What this task involves
Copy word for word everything from the line containing "If any green foliage" down to the end of the rows, including both ends. Leave the pictures out of your answer.

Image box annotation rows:
┌────────

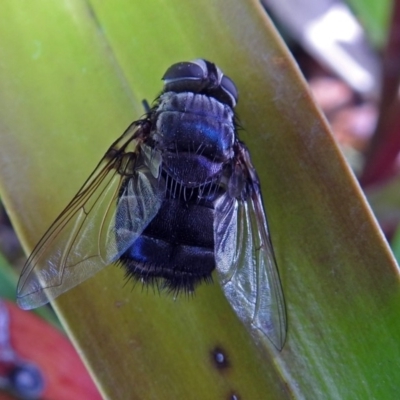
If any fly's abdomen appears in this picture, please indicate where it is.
[120,92,235,292]
[120,198,215,292]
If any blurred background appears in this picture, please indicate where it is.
[0,0,400,400]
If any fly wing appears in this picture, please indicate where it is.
[17,120,163,309]
[214,143,287,350]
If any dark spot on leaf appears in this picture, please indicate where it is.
[211,346,230,369]
[228,392,240,400]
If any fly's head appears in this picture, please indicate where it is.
[162,59,238,109]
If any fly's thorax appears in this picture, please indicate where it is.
[152,92,236,186]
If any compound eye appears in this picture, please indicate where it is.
[220,75,238,107]
[162,62,205,83]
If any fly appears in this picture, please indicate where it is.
[17,59,287,349]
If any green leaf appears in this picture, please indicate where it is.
[0,0,400,399]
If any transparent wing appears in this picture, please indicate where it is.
[17,121,163,309]
[214,148,287,350]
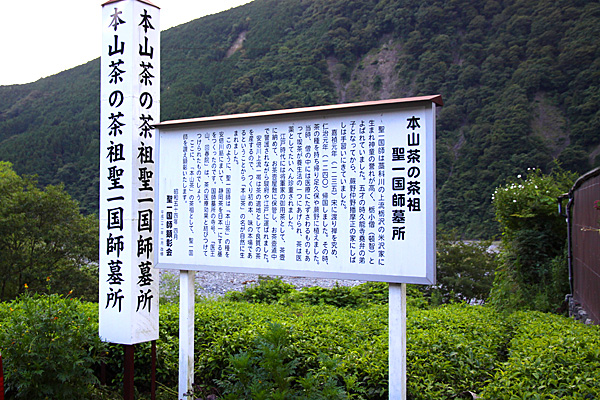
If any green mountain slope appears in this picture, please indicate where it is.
[0,0,600,237]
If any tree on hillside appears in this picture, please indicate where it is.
[0,162,98,301]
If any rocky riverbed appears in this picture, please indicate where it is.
[160,270,364,300]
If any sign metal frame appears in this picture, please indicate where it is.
[154,95,443,284]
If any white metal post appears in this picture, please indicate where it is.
[388,283,406,400]
[179,271,196,400]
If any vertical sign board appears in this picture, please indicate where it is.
[155,96,441,284]
[99,0,160,344]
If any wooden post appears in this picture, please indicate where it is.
[0,354,4,400]
[388,283,406,400]
[123,344,135,400]
[179,271,196,400]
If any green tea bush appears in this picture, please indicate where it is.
[225,278,427,308]
[0,293,105,399]
[189,301,387,399]
[481,312,600,400]
[407,304,510,400]
[0,284,600,400]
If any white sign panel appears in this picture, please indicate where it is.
[99,0,160,344]
[156,96,439,284]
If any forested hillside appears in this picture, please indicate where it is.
[0,0,600,237]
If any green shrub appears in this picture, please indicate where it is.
[421,231,497,305]
[490,170,576,312]
[481,312,600,400]
[0,293,105,399]
[407,304,510,400]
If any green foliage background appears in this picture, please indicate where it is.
[0,285,600,400]
[0,161,98,301]
[490,170,577,312]
[0,0,600,238]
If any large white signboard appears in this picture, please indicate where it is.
[155,96,441,284]
[99,0,160,344]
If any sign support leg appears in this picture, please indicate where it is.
[179,271,196,400]
[388,283,406,400]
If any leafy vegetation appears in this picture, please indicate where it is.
[0,289,600,400]
[0,162,98,300]
[0,292,106,399]
[0,0,600,234]
[421,231,497,304]
[491,170,576,311]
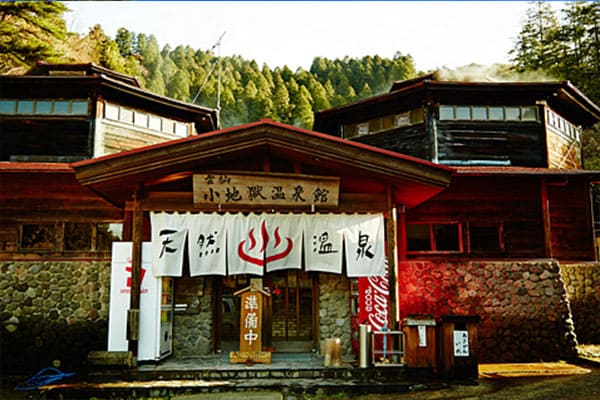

└────────

Reply to the exercise
If any green foliage background appears in this picture, please indicate where it is.
[0,285,600,400]
[0,161,98,301]
[490,170,577,312]
[0,0,600,238]
If any large white signboard appears in this picture, please indicate where it is.
[155,96,441,284]
[99,0,160,344]
If any sign support leg appears in this picture, please indicate where it is.
[179,271,196,400]
[388,283,406,400]
If any leafy vegetation appears in this picture, please indicate where it is.
[0,289,600,400]
[0,162,98,300]
[0,292,106,399]
[0,0,600,234]
[421,231,497,304]
[491,170,576,311]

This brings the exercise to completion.